[To do]: Using the data below, copy out all lines with the word "rocky".

Stored data entries:
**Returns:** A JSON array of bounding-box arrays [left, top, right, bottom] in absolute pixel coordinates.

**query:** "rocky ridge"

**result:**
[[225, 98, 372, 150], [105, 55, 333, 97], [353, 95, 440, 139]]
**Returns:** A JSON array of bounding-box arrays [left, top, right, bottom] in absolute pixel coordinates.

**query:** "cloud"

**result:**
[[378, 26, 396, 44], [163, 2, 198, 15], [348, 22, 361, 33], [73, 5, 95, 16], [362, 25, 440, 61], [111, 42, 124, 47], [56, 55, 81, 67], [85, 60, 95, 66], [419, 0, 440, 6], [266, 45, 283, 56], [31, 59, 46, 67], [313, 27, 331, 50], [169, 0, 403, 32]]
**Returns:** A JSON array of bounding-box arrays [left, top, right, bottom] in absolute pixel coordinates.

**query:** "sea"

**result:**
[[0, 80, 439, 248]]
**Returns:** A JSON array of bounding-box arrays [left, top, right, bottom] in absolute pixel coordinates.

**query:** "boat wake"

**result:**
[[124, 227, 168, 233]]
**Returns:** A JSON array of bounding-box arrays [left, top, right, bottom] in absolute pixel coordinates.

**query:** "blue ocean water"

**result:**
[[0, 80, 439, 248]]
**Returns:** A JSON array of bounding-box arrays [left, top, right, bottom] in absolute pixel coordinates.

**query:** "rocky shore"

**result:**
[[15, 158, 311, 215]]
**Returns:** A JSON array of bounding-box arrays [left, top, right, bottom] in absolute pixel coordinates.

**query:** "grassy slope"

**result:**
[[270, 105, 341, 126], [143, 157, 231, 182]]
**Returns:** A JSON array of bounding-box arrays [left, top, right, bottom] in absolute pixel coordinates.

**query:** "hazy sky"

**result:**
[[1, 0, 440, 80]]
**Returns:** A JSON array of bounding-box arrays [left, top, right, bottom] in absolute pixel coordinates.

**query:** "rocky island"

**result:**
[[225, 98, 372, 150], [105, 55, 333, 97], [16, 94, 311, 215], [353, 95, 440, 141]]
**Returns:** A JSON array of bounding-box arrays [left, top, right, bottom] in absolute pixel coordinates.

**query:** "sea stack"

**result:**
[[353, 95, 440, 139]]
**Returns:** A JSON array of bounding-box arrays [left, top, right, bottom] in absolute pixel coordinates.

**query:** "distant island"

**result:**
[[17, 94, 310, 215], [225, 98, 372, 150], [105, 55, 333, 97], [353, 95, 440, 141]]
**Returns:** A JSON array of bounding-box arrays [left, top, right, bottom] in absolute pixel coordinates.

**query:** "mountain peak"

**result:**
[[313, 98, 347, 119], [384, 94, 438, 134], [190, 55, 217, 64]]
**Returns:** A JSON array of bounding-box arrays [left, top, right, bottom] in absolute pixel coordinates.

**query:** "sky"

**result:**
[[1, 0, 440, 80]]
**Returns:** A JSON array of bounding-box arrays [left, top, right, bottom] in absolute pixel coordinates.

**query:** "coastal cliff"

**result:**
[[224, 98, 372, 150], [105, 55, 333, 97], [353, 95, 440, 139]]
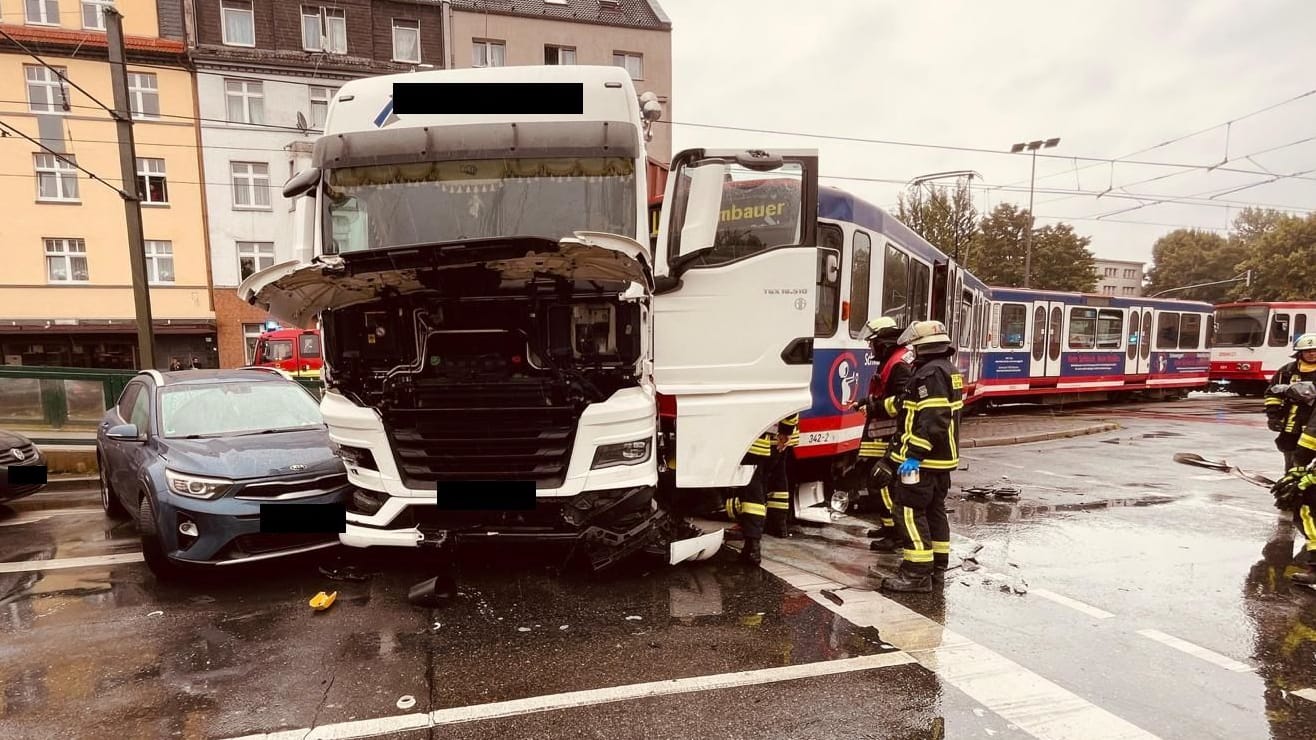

[Expected answer]:
**query:** "rocky ridge"
**query:** "rocky shore"
**query:** "rocky island"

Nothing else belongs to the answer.